> [EXTRACTED ENTRIES]:
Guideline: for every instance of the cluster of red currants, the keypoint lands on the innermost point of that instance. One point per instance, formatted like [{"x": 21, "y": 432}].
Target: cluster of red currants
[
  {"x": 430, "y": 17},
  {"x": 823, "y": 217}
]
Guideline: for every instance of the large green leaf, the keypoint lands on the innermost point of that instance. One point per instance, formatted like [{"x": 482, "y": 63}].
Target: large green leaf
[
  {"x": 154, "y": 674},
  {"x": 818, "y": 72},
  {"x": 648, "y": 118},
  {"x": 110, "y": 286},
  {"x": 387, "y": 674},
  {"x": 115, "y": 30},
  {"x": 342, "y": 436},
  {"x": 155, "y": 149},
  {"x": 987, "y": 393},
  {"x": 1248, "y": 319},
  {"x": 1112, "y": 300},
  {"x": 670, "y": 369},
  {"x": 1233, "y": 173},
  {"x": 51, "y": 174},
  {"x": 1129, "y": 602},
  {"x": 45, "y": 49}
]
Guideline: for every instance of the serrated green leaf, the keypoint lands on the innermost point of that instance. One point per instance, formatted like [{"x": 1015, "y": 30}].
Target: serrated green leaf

---

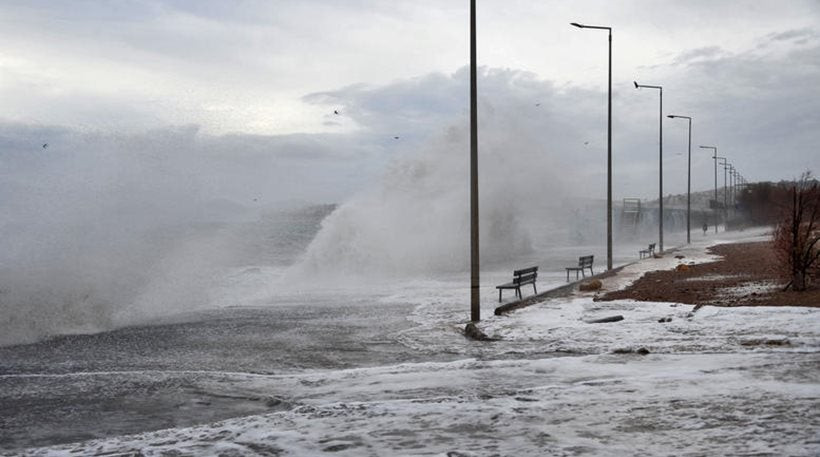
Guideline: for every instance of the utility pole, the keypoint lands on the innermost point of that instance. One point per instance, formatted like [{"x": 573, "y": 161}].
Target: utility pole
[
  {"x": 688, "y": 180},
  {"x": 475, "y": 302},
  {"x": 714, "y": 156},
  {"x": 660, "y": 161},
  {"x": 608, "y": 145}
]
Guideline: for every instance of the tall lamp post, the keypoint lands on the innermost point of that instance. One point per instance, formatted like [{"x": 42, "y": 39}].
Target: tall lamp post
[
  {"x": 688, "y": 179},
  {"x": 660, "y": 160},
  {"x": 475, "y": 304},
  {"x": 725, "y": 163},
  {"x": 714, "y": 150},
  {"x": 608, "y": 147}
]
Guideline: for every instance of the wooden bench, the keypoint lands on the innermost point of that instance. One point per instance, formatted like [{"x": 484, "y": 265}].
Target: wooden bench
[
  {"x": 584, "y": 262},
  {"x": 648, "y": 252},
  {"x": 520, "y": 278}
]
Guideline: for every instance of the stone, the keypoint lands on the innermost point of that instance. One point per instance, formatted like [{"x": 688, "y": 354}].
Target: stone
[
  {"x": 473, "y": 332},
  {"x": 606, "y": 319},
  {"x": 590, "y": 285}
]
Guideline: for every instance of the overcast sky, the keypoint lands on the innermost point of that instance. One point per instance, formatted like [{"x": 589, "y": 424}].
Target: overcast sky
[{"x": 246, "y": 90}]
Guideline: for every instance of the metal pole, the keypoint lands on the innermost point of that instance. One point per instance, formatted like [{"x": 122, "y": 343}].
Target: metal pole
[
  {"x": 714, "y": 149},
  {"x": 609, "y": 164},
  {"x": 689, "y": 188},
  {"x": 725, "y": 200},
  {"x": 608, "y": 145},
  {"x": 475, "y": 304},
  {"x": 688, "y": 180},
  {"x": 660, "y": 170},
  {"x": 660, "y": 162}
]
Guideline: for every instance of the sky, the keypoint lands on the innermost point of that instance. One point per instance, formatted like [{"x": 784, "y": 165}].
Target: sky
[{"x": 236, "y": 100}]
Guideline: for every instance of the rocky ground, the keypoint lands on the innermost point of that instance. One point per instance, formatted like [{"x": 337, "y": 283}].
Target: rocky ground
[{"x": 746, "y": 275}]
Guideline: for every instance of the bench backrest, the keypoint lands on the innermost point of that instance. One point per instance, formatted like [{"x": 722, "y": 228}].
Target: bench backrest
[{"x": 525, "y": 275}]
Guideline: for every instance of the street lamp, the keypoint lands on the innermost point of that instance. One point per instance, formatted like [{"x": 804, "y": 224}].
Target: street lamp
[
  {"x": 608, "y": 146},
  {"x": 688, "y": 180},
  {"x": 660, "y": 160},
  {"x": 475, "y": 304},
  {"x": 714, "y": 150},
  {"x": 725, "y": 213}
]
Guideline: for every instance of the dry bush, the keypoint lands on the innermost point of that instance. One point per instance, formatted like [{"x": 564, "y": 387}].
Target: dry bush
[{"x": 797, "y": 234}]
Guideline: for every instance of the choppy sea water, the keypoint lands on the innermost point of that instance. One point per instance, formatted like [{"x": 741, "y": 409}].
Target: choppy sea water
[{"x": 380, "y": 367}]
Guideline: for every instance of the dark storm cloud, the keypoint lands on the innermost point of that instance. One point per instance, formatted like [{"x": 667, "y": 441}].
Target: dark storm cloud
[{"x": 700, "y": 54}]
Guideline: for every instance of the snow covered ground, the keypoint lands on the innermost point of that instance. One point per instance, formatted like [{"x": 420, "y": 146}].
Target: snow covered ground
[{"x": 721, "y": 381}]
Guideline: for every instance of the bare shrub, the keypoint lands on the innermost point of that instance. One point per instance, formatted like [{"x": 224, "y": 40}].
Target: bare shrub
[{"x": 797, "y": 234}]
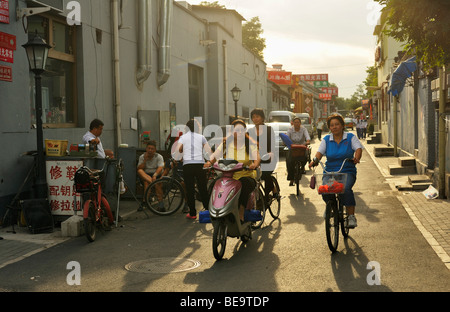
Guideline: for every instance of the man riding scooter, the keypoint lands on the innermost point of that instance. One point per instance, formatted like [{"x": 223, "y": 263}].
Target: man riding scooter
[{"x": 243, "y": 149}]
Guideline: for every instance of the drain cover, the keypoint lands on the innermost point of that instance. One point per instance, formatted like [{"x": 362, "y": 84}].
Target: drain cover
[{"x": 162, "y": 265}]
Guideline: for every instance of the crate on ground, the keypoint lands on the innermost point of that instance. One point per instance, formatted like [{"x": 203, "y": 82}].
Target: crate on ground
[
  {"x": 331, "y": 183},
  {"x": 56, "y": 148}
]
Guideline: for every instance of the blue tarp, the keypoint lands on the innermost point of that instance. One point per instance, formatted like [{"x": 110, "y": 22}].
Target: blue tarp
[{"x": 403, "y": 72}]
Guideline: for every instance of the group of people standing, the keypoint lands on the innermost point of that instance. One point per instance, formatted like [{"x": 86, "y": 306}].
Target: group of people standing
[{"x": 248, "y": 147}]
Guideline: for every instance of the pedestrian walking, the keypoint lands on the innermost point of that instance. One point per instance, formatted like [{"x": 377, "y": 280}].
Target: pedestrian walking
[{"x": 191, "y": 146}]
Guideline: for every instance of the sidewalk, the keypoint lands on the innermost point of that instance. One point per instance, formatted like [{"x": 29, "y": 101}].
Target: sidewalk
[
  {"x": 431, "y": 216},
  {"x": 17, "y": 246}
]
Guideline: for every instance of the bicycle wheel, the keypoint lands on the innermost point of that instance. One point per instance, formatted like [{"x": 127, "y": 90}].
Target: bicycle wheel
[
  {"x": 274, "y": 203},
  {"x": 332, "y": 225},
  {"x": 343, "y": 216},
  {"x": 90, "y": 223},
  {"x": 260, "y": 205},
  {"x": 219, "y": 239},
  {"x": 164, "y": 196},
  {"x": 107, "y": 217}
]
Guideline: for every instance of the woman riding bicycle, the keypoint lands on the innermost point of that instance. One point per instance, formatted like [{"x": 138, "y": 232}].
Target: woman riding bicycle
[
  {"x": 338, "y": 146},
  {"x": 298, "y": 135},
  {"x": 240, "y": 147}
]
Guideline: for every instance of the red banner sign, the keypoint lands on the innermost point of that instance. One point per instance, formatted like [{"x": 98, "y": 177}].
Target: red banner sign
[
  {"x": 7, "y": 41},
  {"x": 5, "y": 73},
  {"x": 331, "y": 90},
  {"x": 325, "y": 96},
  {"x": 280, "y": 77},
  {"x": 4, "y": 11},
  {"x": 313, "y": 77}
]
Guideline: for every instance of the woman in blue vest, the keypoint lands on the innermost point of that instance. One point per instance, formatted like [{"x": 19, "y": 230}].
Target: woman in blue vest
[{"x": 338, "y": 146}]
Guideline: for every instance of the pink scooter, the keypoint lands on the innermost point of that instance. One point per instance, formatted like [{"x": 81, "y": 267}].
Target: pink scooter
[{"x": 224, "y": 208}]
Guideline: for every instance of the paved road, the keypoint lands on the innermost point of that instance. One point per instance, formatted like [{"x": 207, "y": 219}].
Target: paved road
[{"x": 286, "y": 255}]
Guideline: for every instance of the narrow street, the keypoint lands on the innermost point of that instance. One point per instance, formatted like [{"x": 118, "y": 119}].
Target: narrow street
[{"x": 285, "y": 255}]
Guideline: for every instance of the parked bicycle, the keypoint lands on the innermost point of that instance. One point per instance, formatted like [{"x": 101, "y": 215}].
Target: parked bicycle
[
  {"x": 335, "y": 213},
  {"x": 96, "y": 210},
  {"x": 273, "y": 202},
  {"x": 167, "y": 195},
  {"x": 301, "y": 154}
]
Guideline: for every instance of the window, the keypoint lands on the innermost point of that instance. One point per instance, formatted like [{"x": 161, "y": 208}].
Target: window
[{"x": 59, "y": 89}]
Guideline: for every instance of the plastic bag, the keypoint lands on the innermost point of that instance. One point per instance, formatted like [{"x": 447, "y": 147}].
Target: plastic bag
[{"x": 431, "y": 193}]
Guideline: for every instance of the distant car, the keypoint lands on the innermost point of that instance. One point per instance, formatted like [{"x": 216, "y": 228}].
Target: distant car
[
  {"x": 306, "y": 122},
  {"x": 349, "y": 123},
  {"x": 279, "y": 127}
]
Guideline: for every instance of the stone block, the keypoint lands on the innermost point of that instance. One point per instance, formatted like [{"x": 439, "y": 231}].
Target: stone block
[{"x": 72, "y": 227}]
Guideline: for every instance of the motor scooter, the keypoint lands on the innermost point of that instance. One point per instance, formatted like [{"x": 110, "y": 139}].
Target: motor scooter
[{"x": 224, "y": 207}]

* * *

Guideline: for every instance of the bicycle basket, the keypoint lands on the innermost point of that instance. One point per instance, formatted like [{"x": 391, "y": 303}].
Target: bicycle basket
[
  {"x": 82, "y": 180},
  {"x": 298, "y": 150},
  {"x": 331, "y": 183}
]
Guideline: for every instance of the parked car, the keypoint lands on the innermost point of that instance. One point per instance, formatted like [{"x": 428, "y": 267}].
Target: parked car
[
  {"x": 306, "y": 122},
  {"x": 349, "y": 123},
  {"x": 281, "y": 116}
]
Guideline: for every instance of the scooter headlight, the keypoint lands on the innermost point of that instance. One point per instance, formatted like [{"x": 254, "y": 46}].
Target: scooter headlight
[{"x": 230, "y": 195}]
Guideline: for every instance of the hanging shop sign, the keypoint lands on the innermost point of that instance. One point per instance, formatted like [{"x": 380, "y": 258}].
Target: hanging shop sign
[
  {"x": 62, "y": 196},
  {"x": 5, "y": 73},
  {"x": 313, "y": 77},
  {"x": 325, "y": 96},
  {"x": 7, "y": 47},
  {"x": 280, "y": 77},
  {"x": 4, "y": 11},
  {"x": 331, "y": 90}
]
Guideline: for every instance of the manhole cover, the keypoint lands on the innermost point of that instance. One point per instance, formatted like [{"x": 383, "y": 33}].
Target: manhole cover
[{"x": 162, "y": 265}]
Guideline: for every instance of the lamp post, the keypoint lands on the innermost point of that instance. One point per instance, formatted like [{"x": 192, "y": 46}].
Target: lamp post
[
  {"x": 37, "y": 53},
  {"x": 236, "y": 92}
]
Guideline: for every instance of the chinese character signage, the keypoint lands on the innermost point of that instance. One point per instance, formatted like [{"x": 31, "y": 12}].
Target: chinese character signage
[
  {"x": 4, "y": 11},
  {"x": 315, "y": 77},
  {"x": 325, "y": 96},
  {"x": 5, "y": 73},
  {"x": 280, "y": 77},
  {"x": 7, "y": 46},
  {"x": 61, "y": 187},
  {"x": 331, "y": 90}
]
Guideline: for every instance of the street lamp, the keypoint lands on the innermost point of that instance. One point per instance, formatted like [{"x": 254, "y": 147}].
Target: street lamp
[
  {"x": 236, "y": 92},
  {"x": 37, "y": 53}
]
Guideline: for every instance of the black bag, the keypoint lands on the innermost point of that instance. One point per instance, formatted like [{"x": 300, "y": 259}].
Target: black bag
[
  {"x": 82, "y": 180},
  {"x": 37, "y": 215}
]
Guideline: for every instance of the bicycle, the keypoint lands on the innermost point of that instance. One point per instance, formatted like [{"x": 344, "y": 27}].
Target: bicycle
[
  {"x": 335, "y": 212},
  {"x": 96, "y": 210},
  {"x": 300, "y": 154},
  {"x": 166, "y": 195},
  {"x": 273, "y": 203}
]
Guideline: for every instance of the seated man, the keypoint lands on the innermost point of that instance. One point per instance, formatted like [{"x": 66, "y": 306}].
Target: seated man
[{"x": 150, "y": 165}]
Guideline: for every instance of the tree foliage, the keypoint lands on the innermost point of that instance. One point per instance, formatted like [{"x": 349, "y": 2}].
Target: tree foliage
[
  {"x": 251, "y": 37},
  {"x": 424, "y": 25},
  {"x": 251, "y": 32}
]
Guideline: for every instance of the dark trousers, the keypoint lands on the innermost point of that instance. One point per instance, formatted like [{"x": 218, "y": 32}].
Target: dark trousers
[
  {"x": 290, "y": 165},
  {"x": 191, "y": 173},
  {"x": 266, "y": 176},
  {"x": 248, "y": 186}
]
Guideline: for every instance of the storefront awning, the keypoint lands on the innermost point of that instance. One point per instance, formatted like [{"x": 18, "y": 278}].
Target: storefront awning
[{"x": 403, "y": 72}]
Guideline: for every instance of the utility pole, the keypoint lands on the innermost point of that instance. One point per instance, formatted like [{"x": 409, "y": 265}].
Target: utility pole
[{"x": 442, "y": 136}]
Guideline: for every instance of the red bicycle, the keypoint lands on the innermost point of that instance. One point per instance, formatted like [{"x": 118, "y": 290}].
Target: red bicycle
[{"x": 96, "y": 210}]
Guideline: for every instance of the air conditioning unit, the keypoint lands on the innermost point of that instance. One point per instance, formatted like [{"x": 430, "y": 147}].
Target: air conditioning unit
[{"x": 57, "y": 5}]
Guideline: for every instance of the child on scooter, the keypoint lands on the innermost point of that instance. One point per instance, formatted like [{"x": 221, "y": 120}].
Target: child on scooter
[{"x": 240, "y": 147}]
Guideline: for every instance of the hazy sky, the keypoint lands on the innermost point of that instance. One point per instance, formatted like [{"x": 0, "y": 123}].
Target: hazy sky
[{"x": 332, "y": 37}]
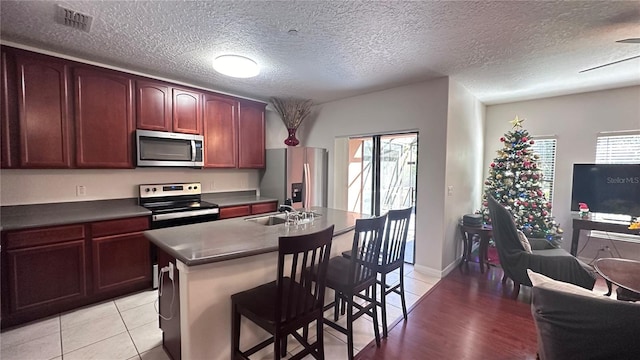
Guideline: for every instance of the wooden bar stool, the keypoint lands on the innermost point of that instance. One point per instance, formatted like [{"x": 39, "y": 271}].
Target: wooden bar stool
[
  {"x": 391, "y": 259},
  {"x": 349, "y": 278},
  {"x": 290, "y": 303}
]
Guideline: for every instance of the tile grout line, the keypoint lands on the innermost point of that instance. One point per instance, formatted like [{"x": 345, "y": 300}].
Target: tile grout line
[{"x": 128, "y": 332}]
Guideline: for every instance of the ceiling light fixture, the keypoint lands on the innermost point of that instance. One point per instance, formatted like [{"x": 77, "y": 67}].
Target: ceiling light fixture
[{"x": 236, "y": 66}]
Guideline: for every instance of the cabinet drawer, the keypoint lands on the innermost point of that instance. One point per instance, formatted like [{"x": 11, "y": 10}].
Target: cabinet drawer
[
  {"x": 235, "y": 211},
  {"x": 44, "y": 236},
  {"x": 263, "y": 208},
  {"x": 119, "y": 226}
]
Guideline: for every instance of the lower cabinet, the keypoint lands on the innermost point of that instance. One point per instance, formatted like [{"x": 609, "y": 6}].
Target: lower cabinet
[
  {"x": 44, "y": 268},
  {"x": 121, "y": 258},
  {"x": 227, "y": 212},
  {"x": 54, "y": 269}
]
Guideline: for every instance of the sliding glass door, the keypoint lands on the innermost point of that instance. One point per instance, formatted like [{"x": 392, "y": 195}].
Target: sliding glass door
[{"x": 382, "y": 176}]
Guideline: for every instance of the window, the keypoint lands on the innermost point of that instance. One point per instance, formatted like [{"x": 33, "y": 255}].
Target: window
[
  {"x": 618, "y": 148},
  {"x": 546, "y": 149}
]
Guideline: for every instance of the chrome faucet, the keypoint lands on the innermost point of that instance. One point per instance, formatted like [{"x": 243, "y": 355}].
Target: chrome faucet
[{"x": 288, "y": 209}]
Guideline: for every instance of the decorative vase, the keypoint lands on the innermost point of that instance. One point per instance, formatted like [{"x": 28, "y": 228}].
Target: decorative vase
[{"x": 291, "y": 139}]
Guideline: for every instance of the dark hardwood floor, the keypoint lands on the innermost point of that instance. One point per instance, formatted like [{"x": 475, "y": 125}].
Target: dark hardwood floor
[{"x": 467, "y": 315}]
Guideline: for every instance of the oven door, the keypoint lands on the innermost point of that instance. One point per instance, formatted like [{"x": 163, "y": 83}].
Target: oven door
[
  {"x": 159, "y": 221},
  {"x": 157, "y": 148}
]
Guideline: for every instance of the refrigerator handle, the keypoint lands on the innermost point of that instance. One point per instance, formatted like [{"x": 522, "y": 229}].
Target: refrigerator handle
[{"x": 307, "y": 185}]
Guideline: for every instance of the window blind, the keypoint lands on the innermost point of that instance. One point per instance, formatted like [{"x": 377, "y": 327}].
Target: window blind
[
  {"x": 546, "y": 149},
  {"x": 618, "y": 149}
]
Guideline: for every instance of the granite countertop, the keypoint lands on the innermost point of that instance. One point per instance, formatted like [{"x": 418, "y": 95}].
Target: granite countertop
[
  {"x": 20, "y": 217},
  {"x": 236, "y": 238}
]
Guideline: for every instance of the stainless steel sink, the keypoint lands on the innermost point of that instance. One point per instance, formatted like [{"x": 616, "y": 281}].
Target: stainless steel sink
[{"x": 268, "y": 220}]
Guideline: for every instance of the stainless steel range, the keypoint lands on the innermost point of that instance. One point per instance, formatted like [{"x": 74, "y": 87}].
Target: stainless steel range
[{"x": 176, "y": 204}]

> [WHAT NEEDS TO BE DONE]: List every line of the entries above that contains the string "chrome", reproducing each matching line in full. Match case exactly.

> [FINAL RESULT]:
Guideline: for every instance of the chrome faucet, the keypoint lands on the innermost point of that instance. One point per instance, formatted like [{"x": 243, "y": 355}].
Target: chrome faucet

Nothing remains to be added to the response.